» Task objective
Your copy should repeat the data that follows exactly and contain no image.

» Dataset records
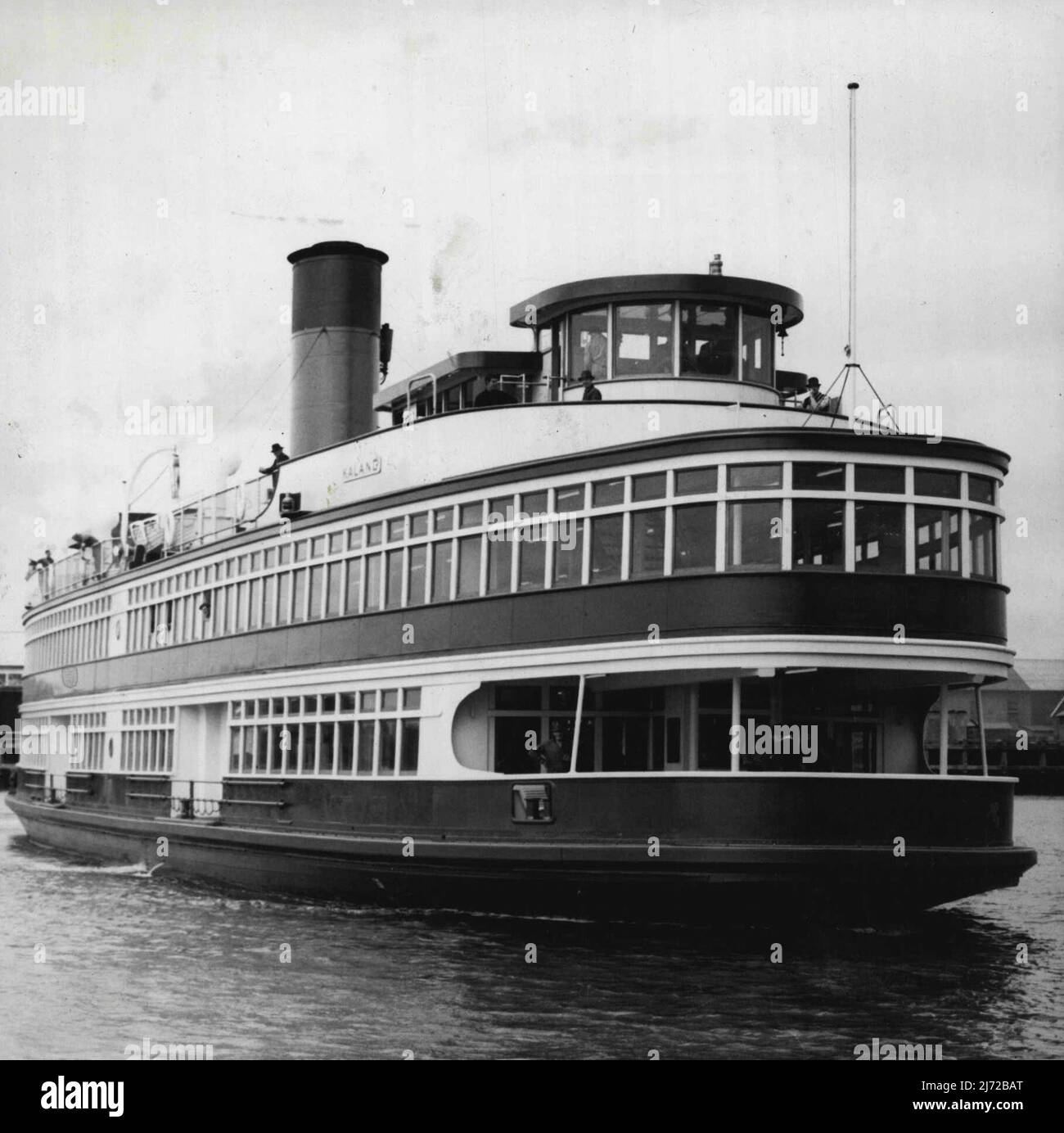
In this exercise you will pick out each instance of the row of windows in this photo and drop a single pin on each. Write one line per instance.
(88, 642)
(817, 476)
(368, 732)
(147, 749)
(671, 338)
(327, 704)
(91, 731)
(70, 614)
(624, 545)
(553, 539)
(367, 746)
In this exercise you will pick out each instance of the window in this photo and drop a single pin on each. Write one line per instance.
(469, 566)
(983, 544)
(409, 750)
(386, 761)
(934, 481)
(569, 553)
(354, 585)
(471, 515)
(696, 481)
(366, 731)
(569, 499)
(754, 530)
(981, 489)
(606, 536)
(756, 348)
(285, 589)
(817, 530)
(648, 543)
(332, 589)
(606, 493)
(695, 536)
(316, 590)
(808, 476)
(532, 557)
(939, 540)
(587, 344)
(644, 340)
(754, 477)
(648, 487)
(500, 553)
(416, 577)
(394, 580)
(255, 604)
(883, 478)
(880, 535)
(300, 595)
(707, 340)
(373, 581)
(441, 571)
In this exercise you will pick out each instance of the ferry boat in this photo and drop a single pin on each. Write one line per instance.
(660, 654)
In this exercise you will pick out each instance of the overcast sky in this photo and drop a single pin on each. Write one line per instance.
(497, 148)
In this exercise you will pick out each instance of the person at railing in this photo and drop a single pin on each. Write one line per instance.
(815, 401)
(492, 395)
(552, 756)
(590, 391)
(279, 457)
(595, 351)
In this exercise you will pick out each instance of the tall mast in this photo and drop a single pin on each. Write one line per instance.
(851, 349)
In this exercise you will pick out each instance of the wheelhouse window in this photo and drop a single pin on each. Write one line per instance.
(881, 478)
(695, 537)
(569, 552)
(644, 340)
(981, 489)
(756, 348)
(983, 544)
(817, 534)
(707, 340)
(754, 477)
(648, 543)
(587, 344)
(606, 539)
(939, 540)
(754, 534)
(935, 481)
(880, 536)
(809, 476)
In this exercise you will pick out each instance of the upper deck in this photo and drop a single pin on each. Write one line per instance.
(696, 485)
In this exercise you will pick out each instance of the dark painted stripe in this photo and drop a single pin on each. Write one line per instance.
(497, 480)
(780, 604)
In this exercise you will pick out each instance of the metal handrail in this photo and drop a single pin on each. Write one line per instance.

» Written response
In this exercise you will pick out each instance of the row of windows in this photo and drop a single pin on each. Write one line per instance.
(88, 642)
(817, 476)
(368, 732)
(147, 749)
(671, 338)
(327, 704)
(91, 731)
(70, 614)
(624, 545)
(553, 539)
(367, 746)
In this exercise you will pick out each instance of the window in this photo and drop a single pin on each. Write one line per instance.
(469, 566)
(983, 544)
(409, 750)
(386, 761)
(934, 481)
(569, 553)
(354, 585)
(471, 515)
(696, 481)
(366, 731)
(569, 499)
(754, 530)
(981, 489)
(606, 536)
(756, 348)
(285, 589)
(817, 530)
(648, 543)
(332, 589)
(606, 493)
(695, 536)
(316, 590)
(808, 476)
(532, 557)
(939, 540)
(587, 344)
(644, 340)
(754, 477)
(648, 487)
(500, 553)
(416, 577)
(394, 580)
(255, 604)
(883, 478)
(880, 535)
(300, 595)
(707, 340)
(373, 581)
(441, 571)
In this exercise you will pick out each instance of the ferry boat in this photo and drop a single pin on each. Write one line per instance.
(660, 654)
In this exercise you will pick out each instance of the overcast sky in this photo and drop a single pin on each. Write one line per instance.
(497, 148)
In this exercise you will pick out each instance of the person at railing in this photo and drop a single pin on each. Write one line per instance.
(815, 401)
(492, 395)
(552, 756)
(590, 391)
(279, 457)
(595, 351)
In this exercise you will pick out each instance of the tall mast in this photo and drop a single pin on each. Write one line per instance.
(851, 349)
In this exercise you will pick out each instance of the wheelhouse window in this photo and drop a single pin on each. Write one line per instance.
(881, 478)
(695, 537)
(569, 552)
(644, 340)
(981, 489)
(756, 348)
(983, 544)
(817, 534)
(707, 340)
(754, 477)
(648, 543)
(587, 344)
(606, 539)
(939, 540)
(754, 534)
(935, 481)
(880, 536)
(809, 476)
In this exercise you will pick out each instance of the upper deck in this photo and drop a single pin on each. Write one line per instance.
(696, 485)
In this exercise you will pick out each instance of the dark painted stripe in this photo and drop a single pin on each. Write one line per instance.
(497, 480)
(780, 604)
In this exercise you will pick out each instance of the metal handrail in this photo and drop a single pin on each. Write one line per instance.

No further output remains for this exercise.